● **DIRECTIONS**:
The answer is the full set of records below, transcribed exactly.

● **SUPPLIED DATA**:
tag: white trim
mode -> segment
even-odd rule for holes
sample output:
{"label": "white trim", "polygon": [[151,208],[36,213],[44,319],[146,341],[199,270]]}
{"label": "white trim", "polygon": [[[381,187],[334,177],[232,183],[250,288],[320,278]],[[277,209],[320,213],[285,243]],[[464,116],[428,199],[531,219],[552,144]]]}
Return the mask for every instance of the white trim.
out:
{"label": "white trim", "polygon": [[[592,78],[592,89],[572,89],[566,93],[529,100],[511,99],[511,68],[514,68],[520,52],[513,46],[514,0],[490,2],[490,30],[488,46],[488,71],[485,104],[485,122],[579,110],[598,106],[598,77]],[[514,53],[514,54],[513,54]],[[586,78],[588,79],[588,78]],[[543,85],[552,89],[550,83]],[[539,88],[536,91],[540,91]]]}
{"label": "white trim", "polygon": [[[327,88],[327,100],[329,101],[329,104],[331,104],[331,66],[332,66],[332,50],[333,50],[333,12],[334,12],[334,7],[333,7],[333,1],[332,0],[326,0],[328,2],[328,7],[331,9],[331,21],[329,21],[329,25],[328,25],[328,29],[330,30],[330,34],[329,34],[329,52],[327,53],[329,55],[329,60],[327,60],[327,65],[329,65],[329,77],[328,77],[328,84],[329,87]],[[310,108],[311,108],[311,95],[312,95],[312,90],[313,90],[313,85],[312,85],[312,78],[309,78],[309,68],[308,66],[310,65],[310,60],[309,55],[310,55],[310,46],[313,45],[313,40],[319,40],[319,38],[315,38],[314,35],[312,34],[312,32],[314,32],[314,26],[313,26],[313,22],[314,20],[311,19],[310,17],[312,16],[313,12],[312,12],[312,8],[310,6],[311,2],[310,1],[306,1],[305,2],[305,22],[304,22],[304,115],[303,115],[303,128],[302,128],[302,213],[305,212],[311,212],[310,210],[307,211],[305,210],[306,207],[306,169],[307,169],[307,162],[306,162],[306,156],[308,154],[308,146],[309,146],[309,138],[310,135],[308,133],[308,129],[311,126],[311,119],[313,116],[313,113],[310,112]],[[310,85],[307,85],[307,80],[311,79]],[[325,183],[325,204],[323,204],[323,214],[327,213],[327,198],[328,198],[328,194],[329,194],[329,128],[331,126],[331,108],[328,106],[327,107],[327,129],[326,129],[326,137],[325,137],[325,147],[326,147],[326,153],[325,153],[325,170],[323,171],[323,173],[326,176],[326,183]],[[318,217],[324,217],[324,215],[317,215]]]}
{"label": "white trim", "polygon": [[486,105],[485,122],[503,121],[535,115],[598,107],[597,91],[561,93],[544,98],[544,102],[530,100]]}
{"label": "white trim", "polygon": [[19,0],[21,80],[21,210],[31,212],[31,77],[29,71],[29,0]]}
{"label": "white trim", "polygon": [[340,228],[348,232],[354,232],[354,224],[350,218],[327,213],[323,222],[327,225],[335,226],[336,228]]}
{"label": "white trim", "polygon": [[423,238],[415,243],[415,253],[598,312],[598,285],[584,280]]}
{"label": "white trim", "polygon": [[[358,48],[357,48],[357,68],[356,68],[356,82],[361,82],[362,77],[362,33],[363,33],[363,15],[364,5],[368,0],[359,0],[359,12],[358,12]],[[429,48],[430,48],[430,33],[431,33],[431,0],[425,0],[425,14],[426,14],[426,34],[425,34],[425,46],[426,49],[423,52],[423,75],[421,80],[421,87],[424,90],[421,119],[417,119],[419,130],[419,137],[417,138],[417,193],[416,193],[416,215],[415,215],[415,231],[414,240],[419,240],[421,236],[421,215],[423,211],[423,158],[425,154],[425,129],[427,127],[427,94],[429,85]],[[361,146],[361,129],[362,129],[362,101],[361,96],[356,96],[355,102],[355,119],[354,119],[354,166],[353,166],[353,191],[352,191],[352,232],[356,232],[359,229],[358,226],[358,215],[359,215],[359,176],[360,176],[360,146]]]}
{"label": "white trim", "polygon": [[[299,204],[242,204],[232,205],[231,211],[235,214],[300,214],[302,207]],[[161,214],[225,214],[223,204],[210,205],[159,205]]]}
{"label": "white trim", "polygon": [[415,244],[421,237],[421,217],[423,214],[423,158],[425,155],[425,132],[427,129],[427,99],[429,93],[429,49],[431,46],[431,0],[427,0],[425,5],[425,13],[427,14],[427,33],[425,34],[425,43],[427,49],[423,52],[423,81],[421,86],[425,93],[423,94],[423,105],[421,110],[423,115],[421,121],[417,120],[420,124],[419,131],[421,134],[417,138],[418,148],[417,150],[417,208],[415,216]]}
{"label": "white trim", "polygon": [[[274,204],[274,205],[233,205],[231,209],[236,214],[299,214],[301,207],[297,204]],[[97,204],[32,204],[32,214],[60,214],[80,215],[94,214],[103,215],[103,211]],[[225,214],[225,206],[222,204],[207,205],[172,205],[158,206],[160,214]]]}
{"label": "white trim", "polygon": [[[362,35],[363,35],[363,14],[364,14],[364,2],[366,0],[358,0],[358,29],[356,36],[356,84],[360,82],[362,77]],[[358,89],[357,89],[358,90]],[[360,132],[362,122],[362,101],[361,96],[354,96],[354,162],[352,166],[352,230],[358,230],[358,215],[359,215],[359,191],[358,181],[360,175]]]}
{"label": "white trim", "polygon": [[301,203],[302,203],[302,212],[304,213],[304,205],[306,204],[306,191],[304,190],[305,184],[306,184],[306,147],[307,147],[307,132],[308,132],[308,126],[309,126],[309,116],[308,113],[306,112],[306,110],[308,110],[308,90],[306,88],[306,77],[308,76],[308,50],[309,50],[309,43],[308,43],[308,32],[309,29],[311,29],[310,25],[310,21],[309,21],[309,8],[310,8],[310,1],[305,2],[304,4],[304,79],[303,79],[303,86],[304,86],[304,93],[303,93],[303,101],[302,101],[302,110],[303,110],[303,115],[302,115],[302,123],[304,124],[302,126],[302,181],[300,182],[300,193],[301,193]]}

● **TASK SOLUTION**:
tag: white trim
mode -> segment
even-odd rule for holes
sample output:
{"label": "white trim", "polygon": [[151,208],[36,213],[44,319],[146,341],[199,270]]}
{"label": "white trim", "polygon": [[[381,187],[334,177],[232,183],[250,288],[320,278]],[[277,209],[320,213],[285,243]],[[464,116],[428,199],[531,219],[552,144]]]}
Return the mask for every instance of the white trim.
out:
{"label": "white trim", "polygon": [[[592,78],[592,89],[572,89],[566,93],[529,100],[511,99],[511,68],[514,68],[520,52],[513,46],[514,0],[490,2],[490,30],[488,46],[488,71],[485,104],[485,122],[579,110],[598,106],[598,77]],[[514,53],[514,54],[513,54]],[[586,78],[588,79],[588,78]],[[543,85],[552,89],[550,83]],[[539,88],[536,91],[540,91]]]}
{"label": "white trim", "polygon": [[[327,88],[327,100],[329,101],[329,104],[331,104],[331,66],[332,66],[332,50],[333,50],[333,12],[334,12],[334,7],[333,7],[333,1],[332,0],[326,0],[328,2],[328,7],[331,9],[331,21],[329,21],[329,25],[328,25],[328,29],[330,30],[330,34],[329,34],[329,52],[327,53],[329,55],[329,60],[327,60],[327,65],[329,65],[329,77],[328,77],[328,84],[329,87]],[[310,108],[311,108],[311,95],[312,95],[312,90],[313,90],[313,85],[312,85],[312,78],[309,78],[309,68],[308,66],[310,65],[310,60],[309,55],[310,55],[310,46],[313,45],[313,40],[319,40],[319,38],[315,38],[314,35],[312,34],[312,32],[314,32],[314,26],[313,26],[313,22],[314,20],[311,19],[310,17],[312,16],[313,12],[312,12],[312,8],[310,6],[311,2],[310,1],[306,1],[305,2],[305,22],[304,22],[304,115],[303,115],[303,128],[302,128],[302,213],[305,212],[311,212],[310,210],[307,211],[305,210],[306,207],[306,169],[307,169],[307,162],[306,162],[306,156],[308,154],[308,146],[309,146],[309,138],[310,135],[308,133],[308,129],[311,126],[311,119],[313,116],[313,113],[310,112]],[[310,85],[307,85],[307,80],[311,79]],[[325,183],[325,204],[323,204],[323,214],[327,213],[327,198],[328,198],[328,194],[329,194],[329,128],[331,126],[331,108],[328,106],[327,107],[327,129],[326,129],[326,137],[325,137],[325,147],[326,147],[326,153],[325,153],[325,170],[323,171],[323,173],[326,176],[326,183]],[[318,217],[324,217],[324,215],[317,215]]]}
{"label": "white trim", "polygon": [[486,105],[485,122],[503,121],[535,115],[598,107],[597,91],[561,93],[544,98],[544,102],[530,100]]}
{"label": "white trim", "polygon": [[19,0],[21,80],[21,210],[31,212],[31,77],[29,71],[29,0]]}
{"label": "white trim", "polygon": [[340,228],[348,232],[354,232],[354,224],[350,218],[327,213],[323,222],[327,225],[335,226],[336,228]]}
{"label": "white trim", "polygon": [[423,238],[415,243],[415,253],[598,312],[598,285],[584,280]]}
{"label": "white trim", "polygon": [[[358,48],[357,48],[357,68],[356,68],[356,82],[361,82],[362,77],[362,33],[363,33],[363,15],[364,5],[368,0],[359,0],[359,12],[358,12]],[[429,48],[430,48],[430,33],[431,33],[431,0],[425,0],[425,14],[426,14],[426,34],[425,34],[425,46],[426,49],[423,52],[423,75],[421,80],[421,87],[424,90],[421,119],[417,119],[419,130],[419,137],[417,138],[417,193],[416,193],[416,215],[415,215],[415,231],[414,240],[419,240],[421,236],[421,215],[423,211],[423,158],[425,154],[425,129],[427,127],[427,94],[429,85]],[[361,146],[361,129],[362,129],[362,101],[361,96],[356,96],[355,102],[355,119],[354,119],[354,166],[353,166],[353,191],[352,191],[352,232],[356,232],[359,229],[358,226],[358,215],[359,215],[359,176],[360,176],[360,146]]]}
{"label": "white trim", "polygon": [[[299,204],[242,204],[232,205],[231,211],[235,214],[300,214],[302,207]],[[161,214],[225,214],[223,204],[210,205],[159,205]]]}
{"label": "white trim", "polygon": [[415,244],[421,237],[421,217],[423,214],[423,158],[425,155],[425,132],[427,129],[427,99],[429,93],[429,49],[431,46],[431,0],[427,0],[425,5],[425,13],[427,14],[427,33],[425,34],[425,43],[427,49],[423,52],[423,81],[421,86],[425,93],[423,94],[423,105],[421,110],[423,115],[421,121],[417,120],[420,124],[419,131],[421,134],[417,138],[418,148],[417,150],[417,208],[415,216]]}
{"label": "white trim", "polygon": [[[274,204],[274,205],[233,205],[231,209],[236,214],[299,214],[301,207],[297,204]],[[97,204],[32,204],[32,214],[60,214],[80,215],[94,214],[103,215],[103,211]],[[225,214],[225,206],[222,204],[207,205],[172,205],[158,206],[160,214]]]}
{"label": "white trim", "polygon": [[[362,35],[363,35],[363,14],[364,14],[364,2],[366,0],[358,0],[358,29],[356,36],[356,84],[360,82],[362,77]],[[358,89],[357,89],[358,90]],[[360,132],[362,122],[362,101],[361,96],[354,96],[354,162],[352,166],[352,230],[358,230],[358,215],[359,215],[359,191],[358,181],[360,175]]]}
{"label": "white trim", "polygon": [[301,203],[302,203],[302,212],[304,213],[304,205],[306,204],[306,191],[304,190],[305,184],[306,184],[306,147],[307,147],[307,132],[308,132],[308,126],[309,126],[309,116],[308,113],[306,112],[306,110],[308,110],[308,90],[306,88],[306,77],[308,76],[308,50],[309,50],[309,43],[308,43],[308,32],[309,29],[311,29],[310,25],[310,21],[309,21],[309,8],[310,8],[310,1],[305,2],[304,4],[304,79],[303,79],[303,86],[304,86],[304,93],[303,93],[303,101],[302,101],[302,110],[303,110],[303,115],[302,115],[302,123],[304,124],[302,126],[302,181],[300,182],[300,193],[301,193]]}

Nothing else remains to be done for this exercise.